— Begin —

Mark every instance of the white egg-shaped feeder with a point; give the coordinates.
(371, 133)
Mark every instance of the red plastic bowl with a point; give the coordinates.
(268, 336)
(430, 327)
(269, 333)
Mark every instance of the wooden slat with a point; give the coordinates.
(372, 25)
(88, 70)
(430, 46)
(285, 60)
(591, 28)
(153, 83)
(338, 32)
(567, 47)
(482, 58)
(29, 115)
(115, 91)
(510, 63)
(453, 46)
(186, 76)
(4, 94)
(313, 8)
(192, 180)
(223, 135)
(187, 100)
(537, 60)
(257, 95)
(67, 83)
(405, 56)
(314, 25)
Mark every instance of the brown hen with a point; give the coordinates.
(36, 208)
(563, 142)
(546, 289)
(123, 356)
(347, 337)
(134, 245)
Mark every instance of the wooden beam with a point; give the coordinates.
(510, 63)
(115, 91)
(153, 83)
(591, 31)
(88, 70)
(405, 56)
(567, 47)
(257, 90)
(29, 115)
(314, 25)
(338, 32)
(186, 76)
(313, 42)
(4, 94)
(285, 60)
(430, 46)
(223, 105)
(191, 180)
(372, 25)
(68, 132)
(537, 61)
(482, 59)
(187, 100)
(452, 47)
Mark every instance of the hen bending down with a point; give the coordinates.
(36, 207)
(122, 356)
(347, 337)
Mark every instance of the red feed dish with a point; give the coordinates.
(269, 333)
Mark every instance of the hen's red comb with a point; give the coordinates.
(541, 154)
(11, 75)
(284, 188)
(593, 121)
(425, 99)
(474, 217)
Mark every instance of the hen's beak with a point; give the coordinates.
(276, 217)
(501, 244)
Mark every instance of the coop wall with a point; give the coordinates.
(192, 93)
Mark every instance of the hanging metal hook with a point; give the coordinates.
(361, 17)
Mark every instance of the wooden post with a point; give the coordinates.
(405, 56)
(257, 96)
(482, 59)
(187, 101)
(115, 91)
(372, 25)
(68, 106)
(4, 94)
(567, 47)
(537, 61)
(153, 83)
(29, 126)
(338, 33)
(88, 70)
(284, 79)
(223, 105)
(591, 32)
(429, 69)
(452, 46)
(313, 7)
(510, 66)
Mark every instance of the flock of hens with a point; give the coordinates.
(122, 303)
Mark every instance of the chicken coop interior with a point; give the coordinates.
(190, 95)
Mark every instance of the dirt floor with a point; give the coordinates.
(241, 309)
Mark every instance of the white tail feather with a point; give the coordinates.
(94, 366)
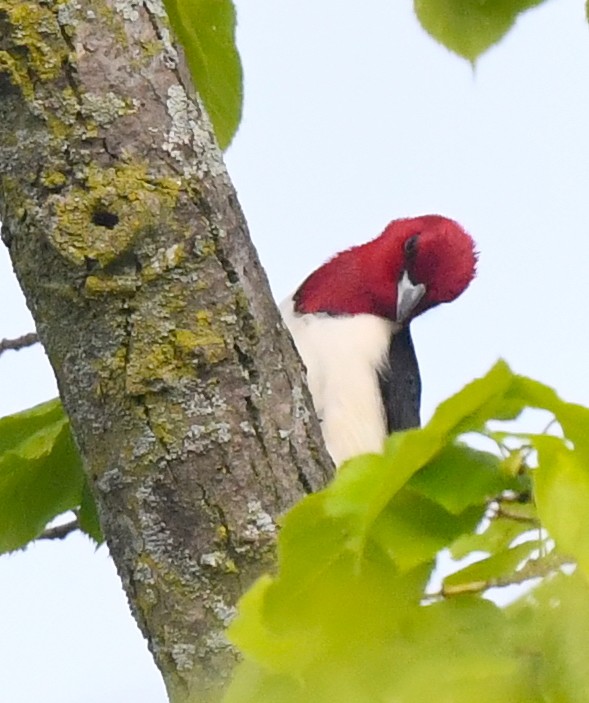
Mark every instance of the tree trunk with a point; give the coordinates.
(185, 394)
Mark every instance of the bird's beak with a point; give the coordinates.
(408, 296)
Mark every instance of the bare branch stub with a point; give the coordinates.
(25, 340)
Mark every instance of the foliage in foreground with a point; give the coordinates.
(353, 614)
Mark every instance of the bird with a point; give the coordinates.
(350, 322)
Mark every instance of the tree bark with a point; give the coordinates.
(184, 391)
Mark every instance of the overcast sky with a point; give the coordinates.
(353, 117)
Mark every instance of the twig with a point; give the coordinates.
(26, 340)
(60, 531)
(535, 568)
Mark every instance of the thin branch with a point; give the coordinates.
(535, 568)
(25, 340)
(60, 531)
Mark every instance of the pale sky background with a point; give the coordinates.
(353, 117)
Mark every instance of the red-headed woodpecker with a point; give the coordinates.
(350, 322)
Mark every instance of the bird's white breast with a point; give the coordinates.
(342, 355)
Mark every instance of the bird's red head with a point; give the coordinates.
(415, 264)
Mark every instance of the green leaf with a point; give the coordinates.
(496, 566)
(496, 537)
(206, 30)
(88, 515)
(413, 529)
(469, 27)
(16, 429)
(562, 497)
(345, 617)
(41, 474)
(551, 622)
(460, 476)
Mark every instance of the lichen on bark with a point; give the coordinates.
(185, 394)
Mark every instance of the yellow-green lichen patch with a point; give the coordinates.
(53, 179)
(34, 29)
(203, 343)
(101, 219)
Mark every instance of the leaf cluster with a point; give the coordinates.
(41, 476)
(353, 612)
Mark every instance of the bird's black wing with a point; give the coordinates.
(400, 383)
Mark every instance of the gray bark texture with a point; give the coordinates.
(185, 394)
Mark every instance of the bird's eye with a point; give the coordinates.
(410, 246)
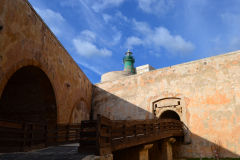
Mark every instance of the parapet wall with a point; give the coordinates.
(208, 91)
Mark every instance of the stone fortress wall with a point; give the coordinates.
(25, 40)
(204, 93)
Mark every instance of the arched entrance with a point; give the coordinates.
(28, 99)
(169, 114)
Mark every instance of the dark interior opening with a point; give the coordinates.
(29, 97)
(169, 115)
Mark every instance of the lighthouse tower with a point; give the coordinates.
(128, 61)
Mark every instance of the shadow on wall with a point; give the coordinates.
(123, 111)
(202, 148)
(198, 148)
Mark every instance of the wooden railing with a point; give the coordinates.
(104, 136)
(22, 136)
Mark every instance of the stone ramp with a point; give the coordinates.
(64, 152)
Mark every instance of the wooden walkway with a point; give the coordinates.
(104, 136)
(24, 136)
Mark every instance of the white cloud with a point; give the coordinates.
(158, 7)
(88, 35)
(53, 19)
(85, 46)
(99, 5)
(106, 17)
(133, 41)
(121, 16)
(92, 68)
(158, 37)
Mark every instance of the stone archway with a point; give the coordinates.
(29, 97)
(79, 112)
(169, 114)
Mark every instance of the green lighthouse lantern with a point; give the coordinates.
(128, 61)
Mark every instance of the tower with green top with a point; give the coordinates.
(128, 61)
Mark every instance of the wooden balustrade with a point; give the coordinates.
(23, 136)
(104, 136)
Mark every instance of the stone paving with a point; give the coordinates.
(64, 152)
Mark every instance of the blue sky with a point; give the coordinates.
(97, 33)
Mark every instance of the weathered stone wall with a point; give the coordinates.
(208, 92)
(25, 40)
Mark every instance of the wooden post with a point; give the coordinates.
(67, 133)
(24, 128)
(31, 135)
(46, 135)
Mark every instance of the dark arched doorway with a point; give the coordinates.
(28, 99)
(169, 115)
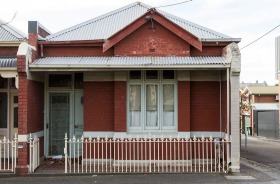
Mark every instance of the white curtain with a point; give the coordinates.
(168, 105)
(135, 105)
(151, 105)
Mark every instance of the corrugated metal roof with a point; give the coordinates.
(266, 90)
(111, 62)
(9, 33)
(265, 106)
(106, 25)
(8, 62)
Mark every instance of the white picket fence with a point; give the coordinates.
(8, 154)
(34, 153)
(146, 155)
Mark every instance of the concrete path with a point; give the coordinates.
(259, 164)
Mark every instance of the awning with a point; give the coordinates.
(8, 63)
(265, 106)
(56, 63)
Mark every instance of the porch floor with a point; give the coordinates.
(57, 166)
(51, 166)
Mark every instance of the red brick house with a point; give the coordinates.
(10, 39)
(132, 71)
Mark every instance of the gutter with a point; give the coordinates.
(81, 67)
(221, 40)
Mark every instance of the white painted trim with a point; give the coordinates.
(108, 134)
(25, 137)
(208, 134)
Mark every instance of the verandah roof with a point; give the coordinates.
(128, 62)
(7, 62)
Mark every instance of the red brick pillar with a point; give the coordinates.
(184, 106)
(22, 168)
(120, 106)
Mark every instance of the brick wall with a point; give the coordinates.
(76, 51)
(99, 106)
(146, 42)
(205, 106)
(207, 51)
(264, 99)
(184, 106)
(8, 51)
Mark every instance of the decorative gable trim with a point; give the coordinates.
(152, 14)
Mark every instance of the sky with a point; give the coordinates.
(245, 19)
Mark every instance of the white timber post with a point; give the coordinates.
(232, 54)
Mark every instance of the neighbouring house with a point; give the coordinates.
(252, 84)
(264, 111)
(10, 39)
(132, 72)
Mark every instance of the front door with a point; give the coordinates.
(65, 116)
(14, 116)
(59, 121)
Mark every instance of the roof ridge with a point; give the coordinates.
(93, 20)
(12, 30)
(193, 24)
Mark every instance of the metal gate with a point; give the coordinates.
(146, 155)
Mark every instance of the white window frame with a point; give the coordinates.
(143, 82)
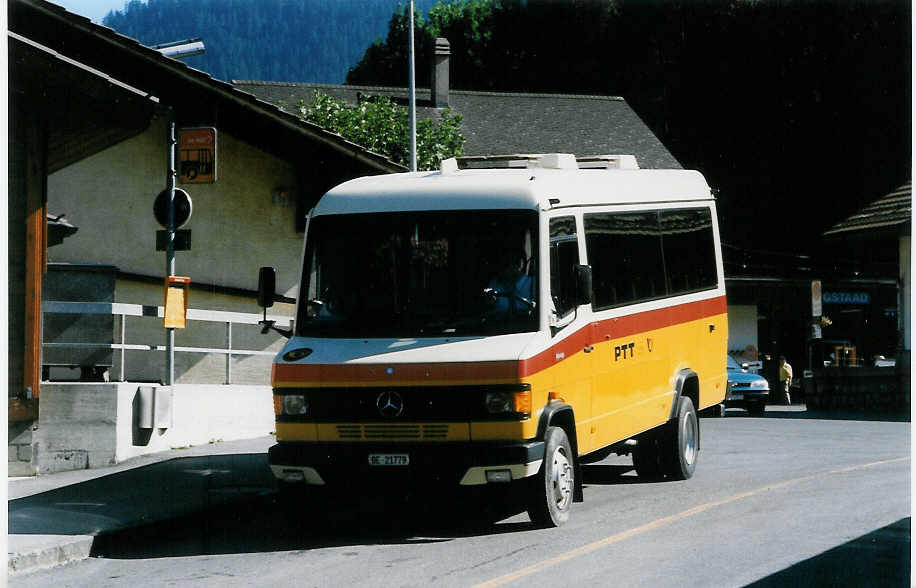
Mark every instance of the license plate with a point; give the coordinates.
(389, 459)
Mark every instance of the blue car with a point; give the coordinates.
(745, 389)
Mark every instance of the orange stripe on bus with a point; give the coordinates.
(492, 372)
(625, 326)
(483, 372)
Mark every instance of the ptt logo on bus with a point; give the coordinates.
(503, 321)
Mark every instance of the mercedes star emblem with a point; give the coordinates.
(389, 404)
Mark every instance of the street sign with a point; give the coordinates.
(817, 304)
(182, 240)
(197, 155)
(183, 208)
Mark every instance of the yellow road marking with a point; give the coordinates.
(610, 540)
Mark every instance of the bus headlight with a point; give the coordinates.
(499, 402)
(509, 403)
(295, 405)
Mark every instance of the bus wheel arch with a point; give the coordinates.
(687, 384)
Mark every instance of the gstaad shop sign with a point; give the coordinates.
(858, 298)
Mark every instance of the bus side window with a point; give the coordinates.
(690, 255)
(625, 252)
(564, 256)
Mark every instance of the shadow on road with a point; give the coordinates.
(310, 521)
(802, 412)
(880, 558)
(230, 504)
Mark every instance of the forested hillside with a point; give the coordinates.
(279, 40)
(798, 110)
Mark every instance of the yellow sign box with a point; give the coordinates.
(197, 155)
(176, 302)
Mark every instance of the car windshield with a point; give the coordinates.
(420, 274)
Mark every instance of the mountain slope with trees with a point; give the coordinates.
(798, 111)
(280, 40)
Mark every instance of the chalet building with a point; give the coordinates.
(91, 113)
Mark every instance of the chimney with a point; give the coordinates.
(439, 78)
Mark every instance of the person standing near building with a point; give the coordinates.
(785, 377)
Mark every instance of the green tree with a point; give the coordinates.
(381, 125)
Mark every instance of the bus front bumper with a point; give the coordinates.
(465, 464)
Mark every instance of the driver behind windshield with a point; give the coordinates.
(511, 289)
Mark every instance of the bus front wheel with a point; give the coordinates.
(550, 493)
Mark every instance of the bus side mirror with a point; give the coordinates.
(267, 286)
(583, 284)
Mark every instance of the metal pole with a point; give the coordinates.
(170, 252)
(123, 343)
(412, 101)
(229, 355)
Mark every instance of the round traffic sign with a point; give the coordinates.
(182, 208)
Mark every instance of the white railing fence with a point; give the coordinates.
(123, 311)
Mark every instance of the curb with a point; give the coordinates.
(29, 553)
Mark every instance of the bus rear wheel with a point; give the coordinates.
(681, 442)
(550, 493)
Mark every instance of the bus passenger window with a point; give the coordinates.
(690, 256)
(564, 256)
(625, 252)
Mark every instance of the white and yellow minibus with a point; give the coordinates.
(503, 320)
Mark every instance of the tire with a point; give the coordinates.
(681, 442)
(647, 457)
(551, 491)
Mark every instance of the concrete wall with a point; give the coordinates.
(147, 366)
(87, 425)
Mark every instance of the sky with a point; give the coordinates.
(95, 10)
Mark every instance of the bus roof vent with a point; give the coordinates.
(448, 166)
(558, 161)
(512, 161)
(544, 161)
(608, 162)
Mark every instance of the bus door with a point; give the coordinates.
(631, 382)
(571, 374)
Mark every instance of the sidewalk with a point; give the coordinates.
(53, 519)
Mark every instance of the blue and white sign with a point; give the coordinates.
(858, 298)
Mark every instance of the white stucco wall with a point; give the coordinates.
(236, 227)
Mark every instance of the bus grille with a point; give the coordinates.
(373, 432)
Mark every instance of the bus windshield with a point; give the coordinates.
(420, 274)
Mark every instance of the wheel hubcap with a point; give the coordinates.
(562, 479)
(690, 440)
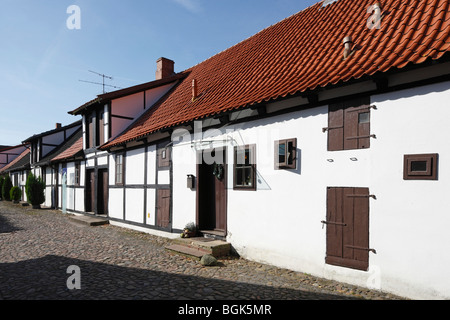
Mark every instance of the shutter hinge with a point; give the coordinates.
(361, 248)
(331, 128)
(362, 137)
(362, 196)
(333, 222)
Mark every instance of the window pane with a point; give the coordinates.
(248, 176)
(364, 117)
(418, 166)
(282, 153)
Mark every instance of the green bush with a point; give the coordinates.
(15, 194)
(6, 188)
(34, 189)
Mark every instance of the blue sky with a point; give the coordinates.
(42, 61)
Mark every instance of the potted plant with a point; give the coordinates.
(15, 194)
(190, 230)
(34, 189)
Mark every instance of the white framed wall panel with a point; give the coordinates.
(115, 205)
(134, 164)
(134, 205)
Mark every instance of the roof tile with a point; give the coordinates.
(301, 53)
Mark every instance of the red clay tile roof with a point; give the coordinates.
(304, 52)
(16, 160)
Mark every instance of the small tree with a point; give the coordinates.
(15, 194)
(34, 189)
(6, 188)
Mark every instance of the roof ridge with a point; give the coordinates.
(250, 37)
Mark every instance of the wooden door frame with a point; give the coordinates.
(200, 162)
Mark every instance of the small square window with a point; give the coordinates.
(364, 117)
(245, 168)
(420, 167)
(286, 154)
(119, 169)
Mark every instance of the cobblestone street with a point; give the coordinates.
(38, 246)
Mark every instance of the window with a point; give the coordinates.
(349, 125)
(95, 128)
(77, 174)
(420, 167)
(245, 167)
(119, 169)
(348, 228)
(286, 154)
(164, 155)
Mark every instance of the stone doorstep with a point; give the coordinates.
(197, 247)
(90, 221)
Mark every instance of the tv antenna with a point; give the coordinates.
(103, 82)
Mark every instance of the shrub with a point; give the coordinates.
(6, 188)
(34, 189)
(15, 194)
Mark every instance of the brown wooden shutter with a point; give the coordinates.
(348, 227)
(349, 125)
(101, 129)
(164, 155)
(336, 127)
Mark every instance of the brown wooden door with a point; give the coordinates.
(102, 192)
(163, 208)
(348, 227)
(212, 196)
(220, 199)
(90, 191)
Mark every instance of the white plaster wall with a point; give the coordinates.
(183, 211)
(112, 171)
(134, 205)
(151, 165)
(163, 177)
(79, 200)
(115, 203)
(151, 207)
(410, 218)
(135, 162)
(280, 223)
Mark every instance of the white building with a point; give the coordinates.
(300, 149)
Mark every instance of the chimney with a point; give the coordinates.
(164, 68)
(194, 89)
(347, 46)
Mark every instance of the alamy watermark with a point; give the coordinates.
(74, 281)
(374, 21)
(73, 22)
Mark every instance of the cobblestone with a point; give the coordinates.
(37, 247)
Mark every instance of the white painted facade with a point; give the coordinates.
(280, 222)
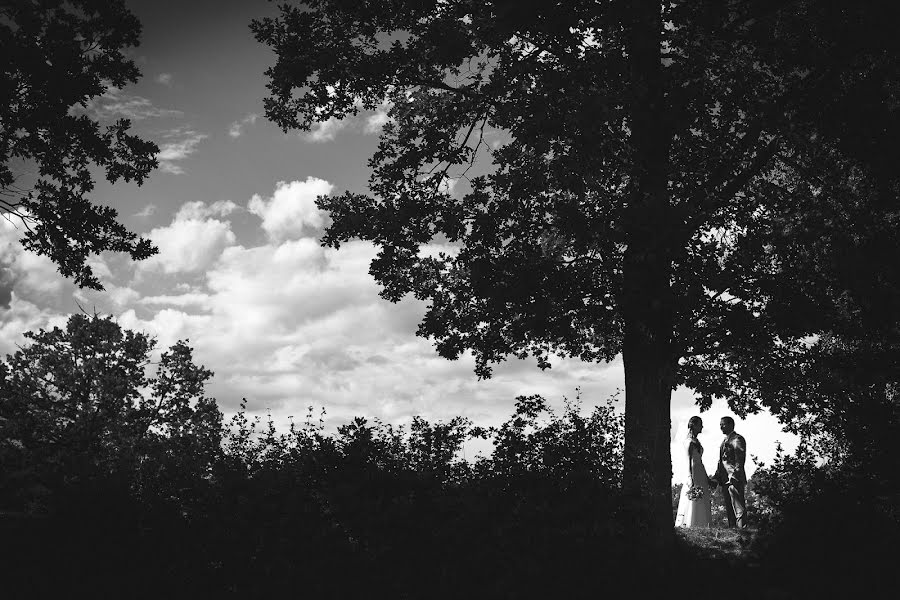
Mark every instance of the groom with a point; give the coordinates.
(730, 472)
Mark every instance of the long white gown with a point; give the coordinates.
(695, 513)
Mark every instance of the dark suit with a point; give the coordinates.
(733, 478)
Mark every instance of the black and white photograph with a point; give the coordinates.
(449, 299)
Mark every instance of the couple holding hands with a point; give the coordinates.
(695, 503)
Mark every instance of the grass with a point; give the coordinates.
(718, 542)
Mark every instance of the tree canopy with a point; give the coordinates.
(647, 164)
(78, 404)
(57, 56)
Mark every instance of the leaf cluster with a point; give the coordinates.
(58, 57)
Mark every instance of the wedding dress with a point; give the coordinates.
(695, 513)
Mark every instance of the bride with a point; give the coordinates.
(695, 503)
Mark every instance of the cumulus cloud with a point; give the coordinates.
(177, 145)
(201, 210)
(115, 104)
(378, 119)
(291, 210)
(327, 130)
(148, 211)
(237, 127)
(193, 241)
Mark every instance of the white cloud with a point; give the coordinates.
(148, 211)
(115, 104)
(178, 144)
(201, 210)
(291, 209)
(192, 242)
(325, 131)
(378, 119)
(183, 300)
(237, 127)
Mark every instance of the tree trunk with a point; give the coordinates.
(647, 300)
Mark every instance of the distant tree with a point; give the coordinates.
(645, 154)
(77, 404)
(57, 56)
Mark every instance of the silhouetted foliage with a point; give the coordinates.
(648, 162)
(77, 410)
(58, 56)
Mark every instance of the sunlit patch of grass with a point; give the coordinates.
(716, 542)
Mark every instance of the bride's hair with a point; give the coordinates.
(692, 424)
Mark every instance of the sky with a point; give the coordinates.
(280, 320)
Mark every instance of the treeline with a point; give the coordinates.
(119, 482)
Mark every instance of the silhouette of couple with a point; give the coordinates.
(695, 503)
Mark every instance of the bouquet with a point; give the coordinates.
(695, 492)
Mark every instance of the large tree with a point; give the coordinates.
(57, 56)
(641, 155)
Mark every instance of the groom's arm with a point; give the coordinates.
(740, 458)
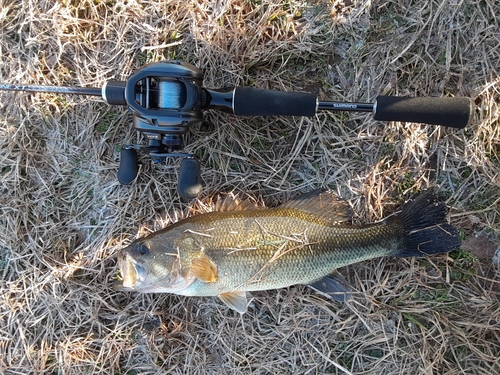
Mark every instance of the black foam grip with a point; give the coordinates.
(249, 101)
(127, 172)
(189, 185)
(452, 112)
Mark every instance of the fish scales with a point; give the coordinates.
(230, 253)
(258, 250)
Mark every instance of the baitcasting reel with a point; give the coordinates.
(167, 98)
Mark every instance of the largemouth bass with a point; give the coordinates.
(231, 253)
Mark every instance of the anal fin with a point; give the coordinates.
(333, 286)
(236, 300)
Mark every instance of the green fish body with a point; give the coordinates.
(230, 253)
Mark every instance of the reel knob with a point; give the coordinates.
(127, 172)
(189, 185)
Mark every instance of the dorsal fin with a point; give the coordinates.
(324, 204)
(233, 202)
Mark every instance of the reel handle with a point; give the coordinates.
(127, 171)
(445, 111)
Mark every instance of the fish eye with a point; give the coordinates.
(140, 248)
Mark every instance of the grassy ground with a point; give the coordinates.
(64, 215)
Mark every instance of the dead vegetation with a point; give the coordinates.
(64, 215)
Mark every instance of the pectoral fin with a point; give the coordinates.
(236, 300)
(204, 269)
(333, 286)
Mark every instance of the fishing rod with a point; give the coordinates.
(166, 98)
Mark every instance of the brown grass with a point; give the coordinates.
(64, 215)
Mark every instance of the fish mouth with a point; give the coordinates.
(132, 272)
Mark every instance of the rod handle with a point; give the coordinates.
(453, 112)
(250, 101)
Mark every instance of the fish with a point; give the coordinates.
(231, 253)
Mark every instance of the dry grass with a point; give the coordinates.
(64, 215)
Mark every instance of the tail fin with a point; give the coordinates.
(427, 232)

— End —

Transcribe exactly the portion of the material above that runs from the line containing "Mark every instance of the large tree" through its last line, omitting all pictures.

Mark every instance of the large tree with a point; give the coordinates.
(57, 56)
(641, 155)
Mark every instance of the groom's arm with a point; give the coordinates.
(740, 458)
Mark every instance of the black foam grip with a point; give the coordinates.
(249, 101)
(127, 172)
(189, 185)
(452, 112)
Mark every instance of the fish scales with a point; give the coordinates.
(230, 253)
(258, 250)
Mark every instance of the baitcasting reel with a point; give the coordinates.
(167, 98)
Mark every instance of the largemouth bass with a point; give the coordinates.
(231, 253)
Mark every instance of the anal fin with a point; give the coordinates.
(333, 286)
(236, 300)
Mark every instance of the green fish body with a point; give the coordinates.
(230, 253)
Mark every instance of the reel knob with a point; give the coordinates.
(127, 172)
(189, 185)
Mark every instance of the dorsal fin with a point; give the coordinates.
(324, 204)
(233, 202)
Mark every instance of the reel handle with a point; give the coordinates.
(127, 171)
(445, 111)
Mark every instance of the fish eye with a point; give the coordinates.
(140, 248)
Mark every instance of the grassy ground with a point; give the coordinates.
(64, 215)
Mark every instance of the dead vegetation with a point; give the coordinates.
(64, 215)
Mark every instance of the pectoral fin with a point; give the coordinates.
(236, 300)
(204, 269)
(333, 286)
Mark every instance of the fishing rod with a point; give the coordinates.
(166, 98)
Mark every instance of the brown grass with a point; give the coordinates.
(64, 215)
Mark every instance of the fish mouth with a point; give the coordinates.
(132, 272)
Mark every instance of the rod handle with a point; give the coordinates.
(453, 112)
(250, 101)
Mark every instance of the fish with a point; give the coordinates.
(231, 253)
Mark every instance of the dry grass with a point; give the coordinates.
(64, 215)
Mark every instance of the tail fin with a point; give the coordinates.
(427, 232)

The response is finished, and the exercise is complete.